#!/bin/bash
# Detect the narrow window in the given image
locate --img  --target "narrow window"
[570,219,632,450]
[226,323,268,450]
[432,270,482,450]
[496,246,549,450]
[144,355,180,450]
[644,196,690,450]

EXERCISE REQUIREMENTS ::
Could you shift every bounding-box coordinate in the answers above up by 91 and give back all the lines of data, the requests included?

SOLUTION TO THE EXERCISE ::
#!/bin/bash
# Detect the narrow window in the given image
locate --img  --target "narrow window"
[661,310,723,541]
[317,414,359,541]
[523,361,573,541]
[587,337,640,541]
[235,446,271,541]
[735,287,781,541]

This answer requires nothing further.